Aufgabenstellung
Kannst du sämtliche folgenden Datensätze als JSON-Liste von Zeichenketten wiedergeben, mit je einer Zeichenkette pro Zeile und ohne Leerzeilen?

Eingabedaten
--- --- ---

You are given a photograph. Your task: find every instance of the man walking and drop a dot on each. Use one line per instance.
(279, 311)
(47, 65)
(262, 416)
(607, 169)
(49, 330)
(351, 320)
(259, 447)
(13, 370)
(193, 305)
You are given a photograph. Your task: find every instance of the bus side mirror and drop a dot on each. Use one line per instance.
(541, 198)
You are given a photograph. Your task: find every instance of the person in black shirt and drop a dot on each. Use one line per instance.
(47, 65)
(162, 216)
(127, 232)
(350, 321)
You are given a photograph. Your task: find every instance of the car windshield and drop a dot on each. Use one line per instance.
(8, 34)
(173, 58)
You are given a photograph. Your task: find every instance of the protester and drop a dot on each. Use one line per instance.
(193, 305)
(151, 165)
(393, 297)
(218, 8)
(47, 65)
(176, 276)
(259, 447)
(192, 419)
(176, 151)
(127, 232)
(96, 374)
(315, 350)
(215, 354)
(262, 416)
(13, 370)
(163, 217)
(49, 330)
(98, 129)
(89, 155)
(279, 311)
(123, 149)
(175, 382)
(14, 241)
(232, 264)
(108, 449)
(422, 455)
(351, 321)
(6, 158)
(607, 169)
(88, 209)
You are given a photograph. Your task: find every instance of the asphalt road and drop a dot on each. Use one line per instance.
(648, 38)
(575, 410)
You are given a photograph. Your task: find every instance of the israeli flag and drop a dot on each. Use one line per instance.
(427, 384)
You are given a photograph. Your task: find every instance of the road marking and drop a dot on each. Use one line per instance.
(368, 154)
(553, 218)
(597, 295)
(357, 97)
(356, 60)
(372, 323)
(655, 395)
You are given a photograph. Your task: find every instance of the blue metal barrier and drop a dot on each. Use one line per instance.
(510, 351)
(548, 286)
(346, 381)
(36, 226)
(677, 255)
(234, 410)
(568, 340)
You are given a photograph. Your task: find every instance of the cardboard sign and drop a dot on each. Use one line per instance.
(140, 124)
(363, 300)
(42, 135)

--- --- ---

Schriftliche Antwort
[
  "You are given a photograph. Your task: find every instance of the man walking and drop a dot on each. Use one line per instance.",
  "(279, 311)",
  "(47, 65)",
  "(262, 416)",
  "(607, 169)",
  "(49, 330)",
  "(351, 320)",
  "(259, 447)",
  "(13, 370)",
  "(193, 305)",
  "You are given a photograph. Your task: find every instance of the bus side mirror and drop a dot on each. Use one line per instance.",
  "(541, 198)",
  "You are given a photograph. Your task: find every instance of the person in black shirt and drop a dot on each. Use one line per instance.",
  "(47, 65)",
  "(162, 216)",
  "(127, 232)",
  "(350, 321)",
  "You are given a photograph. Your task: find every instance of the car windshield and drop a dot on each. Use one line per instance.",
  "(8, 34)",
  "(173, 58)",
  "You are given a photograph. Your task: find every instance of the protester and drop a dot on each. Use one line per instance.",
  "(193, 305)",
  "(151, 165)",
  "(393, 297)",
  "(218, 8)",
  "(47, 65)",
  "(176, 276)",
  "(259, 447)",
  "(192, 419)",
  "(176, 151)",
  "(127, 232)",
  "(96, 374)",
  "(315, 350)",
  "(215, 354)",
  "(262, 416)",
  "(13, 370)",
  "(163, 217)",
  "(49, 330)",
  "(98, 129)",
  "(89, 155)",
  "(279, 311)",
  "(123, 149)",
  "(175, 382)",
  "(14, 241)",
  "(232, 264)",
  "(108, 449)",
  "(422, 455)",
  "(351, 321)",
  "(6, 158)",
  "(607, 169)",
  "(88, 209)",
  "You are given a photograph. Your task: find every instance of the asphalt road and drop a dot on each. Use one line per instance.",
  "(648, 38)",
  "(575, 410)",
  "You are given a photograph. Your task: find every instance of the israeli flag and drop a dot on each. Use one line per instance.",
  "(427, 384)",
  "You are given a photograph. Your task: find every instance of the road marking and drop a dot on each. Use one line per instance.",
  "(368, 154)",
  "(553, 218)",
  "(597, 295)",
  "(357, 97)",
  "(356, 60)",
  "(372, 323)",
  "(655, 395)",
  "You are given a photograph. Your task: find every instance of the blue metal barrier and drop a dot on each. Use one line per instance.",
  "(510, 351)",
  "(548, 286)",
  "(346, 381)",
  "(36, 226)",
  "(677, 255)",
  "(234, 410)",
  "(568, 340)",
  "You are given a photograph. Your task: find every instance of the cardboard sign and drop a dot on each. Use one line per instance.",
  "(140, 124)",
  "(363, 300)",
  "(42, 135)"
]